**ASSIGNMENT**
Take each line in the entries below that holds "green" and show it.

Stored data entries:
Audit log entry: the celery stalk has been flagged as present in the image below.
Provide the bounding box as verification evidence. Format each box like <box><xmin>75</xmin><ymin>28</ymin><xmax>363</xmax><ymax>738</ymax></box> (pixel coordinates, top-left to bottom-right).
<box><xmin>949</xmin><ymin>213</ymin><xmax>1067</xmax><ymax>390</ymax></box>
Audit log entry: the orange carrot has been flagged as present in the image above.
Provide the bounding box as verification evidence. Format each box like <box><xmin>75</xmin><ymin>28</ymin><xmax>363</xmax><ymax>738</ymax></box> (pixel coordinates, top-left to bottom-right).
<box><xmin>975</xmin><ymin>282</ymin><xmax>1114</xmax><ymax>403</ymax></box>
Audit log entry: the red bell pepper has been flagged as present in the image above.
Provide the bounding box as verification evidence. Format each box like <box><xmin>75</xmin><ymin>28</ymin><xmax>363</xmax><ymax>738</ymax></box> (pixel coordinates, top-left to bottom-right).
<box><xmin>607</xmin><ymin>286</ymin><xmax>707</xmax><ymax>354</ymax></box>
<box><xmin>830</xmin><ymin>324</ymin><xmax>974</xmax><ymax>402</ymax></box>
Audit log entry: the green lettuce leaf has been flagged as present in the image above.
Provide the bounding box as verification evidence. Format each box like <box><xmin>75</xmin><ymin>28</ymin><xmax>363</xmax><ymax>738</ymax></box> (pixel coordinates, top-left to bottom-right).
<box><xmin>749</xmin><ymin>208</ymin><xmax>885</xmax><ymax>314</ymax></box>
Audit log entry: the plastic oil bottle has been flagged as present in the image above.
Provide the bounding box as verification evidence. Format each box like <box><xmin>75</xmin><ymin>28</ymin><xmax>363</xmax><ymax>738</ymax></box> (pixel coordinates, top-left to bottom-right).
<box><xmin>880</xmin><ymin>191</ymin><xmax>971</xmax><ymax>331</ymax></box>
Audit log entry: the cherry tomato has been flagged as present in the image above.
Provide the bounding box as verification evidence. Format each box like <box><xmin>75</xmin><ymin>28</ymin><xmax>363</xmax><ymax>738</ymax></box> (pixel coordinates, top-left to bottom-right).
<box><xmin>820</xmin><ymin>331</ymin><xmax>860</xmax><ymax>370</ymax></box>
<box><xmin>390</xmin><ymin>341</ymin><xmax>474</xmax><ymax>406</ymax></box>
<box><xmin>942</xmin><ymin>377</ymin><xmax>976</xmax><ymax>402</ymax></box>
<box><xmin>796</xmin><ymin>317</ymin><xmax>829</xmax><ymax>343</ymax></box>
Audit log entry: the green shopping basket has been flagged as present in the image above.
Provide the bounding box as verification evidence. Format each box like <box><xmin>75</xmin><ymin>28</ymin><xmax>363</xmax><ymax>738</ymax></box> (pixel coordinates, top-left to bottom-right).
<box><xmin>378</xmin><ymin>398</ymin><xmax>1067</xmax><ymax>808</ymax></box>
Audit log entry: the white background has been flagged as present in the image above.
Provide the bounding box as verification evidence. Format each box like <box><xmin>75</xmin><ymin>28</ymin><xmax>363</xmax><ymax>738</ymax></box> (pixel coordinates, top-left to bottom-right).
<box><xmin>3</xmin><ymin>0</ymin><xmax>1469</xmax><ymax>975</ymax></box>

**ANSWER SPACE**
Audit log entry: the green lettuce leaf has been flagged as present in the image above.
Audit log entry: the green shopping basket has been flagged as present in the image above.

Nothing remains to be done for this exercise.